→ **Excerpts from point annotation data**

·····

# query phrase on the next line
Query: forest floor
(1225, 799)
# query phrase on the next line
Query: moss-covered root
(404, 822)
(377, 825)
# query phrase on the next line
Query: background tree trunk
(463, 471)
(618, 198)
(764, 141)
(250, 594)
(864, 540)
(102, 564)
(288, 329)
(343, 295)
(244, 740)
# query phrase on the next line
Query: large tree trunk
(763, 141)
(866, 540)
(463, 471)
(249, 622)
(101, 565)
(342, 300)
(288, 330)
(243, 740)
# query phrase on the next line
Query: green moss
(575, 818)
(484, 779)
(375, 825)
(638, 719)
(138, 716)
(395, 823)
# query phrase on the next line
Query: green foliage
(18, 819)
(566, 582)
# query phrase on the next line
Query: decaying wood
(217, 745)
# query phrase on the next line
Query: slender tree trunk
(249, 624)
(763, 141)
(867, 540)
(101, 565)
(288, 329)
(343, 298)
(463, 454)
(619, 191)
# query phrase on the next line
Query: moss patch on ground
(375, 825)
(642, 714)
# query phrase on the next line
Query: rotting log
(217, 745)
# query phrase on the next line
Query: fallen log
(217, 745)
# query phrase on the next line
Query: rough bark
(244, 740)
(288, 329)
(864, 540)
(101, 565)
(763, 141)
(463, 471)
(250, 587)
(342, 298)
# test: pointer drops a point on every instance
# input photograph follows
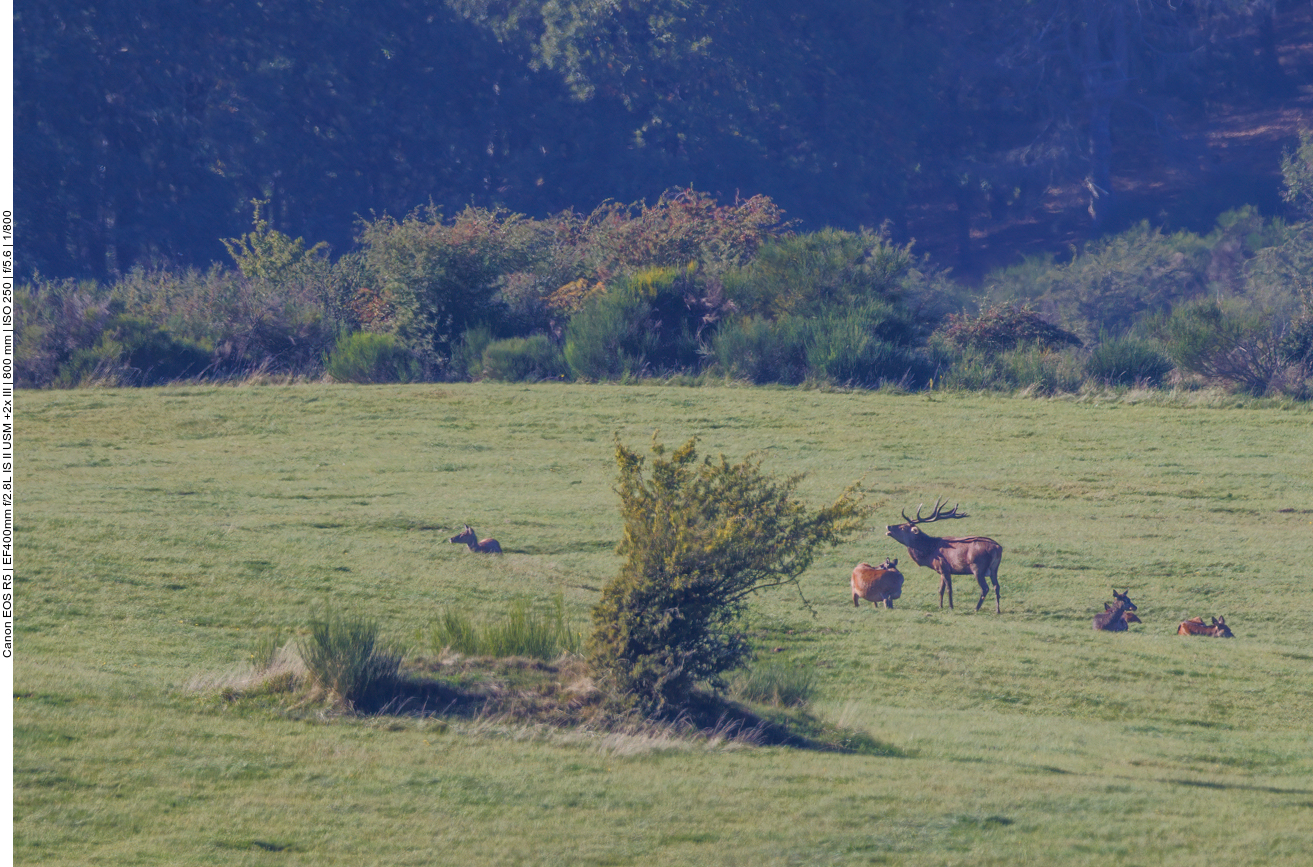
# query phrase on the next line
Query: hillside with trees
(888, 193)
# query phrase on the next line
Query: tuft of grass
(521, 632)
(265, 650)
(345, 657)
(775, 683)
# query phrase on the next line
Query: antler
(936, 515)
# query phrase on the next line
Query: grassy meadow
(164, 532)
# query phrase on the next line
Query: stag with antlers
(976, 556)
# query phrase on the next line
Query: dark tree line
(145, 129)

·····

→ **Task objective**
Pictures in the records should not appear in your copy, but everything else must be transcribed exactly.

→ **Result of the exercise**
# query phrase on the next line
Query: forest floor
(1225, 799)
# query phrase on the next line
Query: moss-covered root
(404, 822)
(377, 825)
# query phrase on the next line
Query: background tree trunk
(463, 471)
(618, 198)
(764, 141)
(250, 594)
(864, 540)
(102, 564)
(288, 329)
(343, 295)
(244, 740)
# query phrase on the next line
Query: large tree trunk
(763, 141)
(866, 540)
(463, 471)
(249, 622)
(101, 565)
(342, 300)
(288, 330)
(243, 740)
# query phrase on the next line
Query: green moss
(575, 818)
(484, 779)
(375, 825)
(638, 719)
(138, 716)
(395, 823)
# query phrase on the next line
Query: green foliage
(18, 819)
(566, 582)
# query phrase on the next line
Query: decaying wood
(217, 745)
# query phrase on the next line
Query: slender tree trunk
(249, 624)
(763, 141)
(867, 540)
(101, 565)
(288, 329)
(343, 298)
(463, 454)
(619, 191)
# query phrase on the next line
Query: moss patch on ground
(375, 825)
(642, 714)
# query phrase on the next line
Query: rotting log
(217, 745)
# query phrase on the next line
Query: fallen log
(217, 745)
# query phrase on the next line
Query: rough bark
(244, 740)
(288, 329)
(864, 540)
(101, 565)
(763, 141)
(463, 471)
(250, 587)
(342, 298)
# test: pointer drops a point on every instance
# input photograph follows
# query phrase on the next line
Query: hillside with trees
(888, 193)
# query phrase on the next line
Query: tuft of grass
(521, 632)
(265, 650)
(345, 657)
(775, 683)
# query phrase on the next line
Query: antler
(936, 515)
# query phrase on the next line
Query: grassy meadow
(164, 532)
# query phrase on the next line
Query: stag with antlers
(976, 556)
# query phrase on the next line
Query: dark tree line
(145, 129)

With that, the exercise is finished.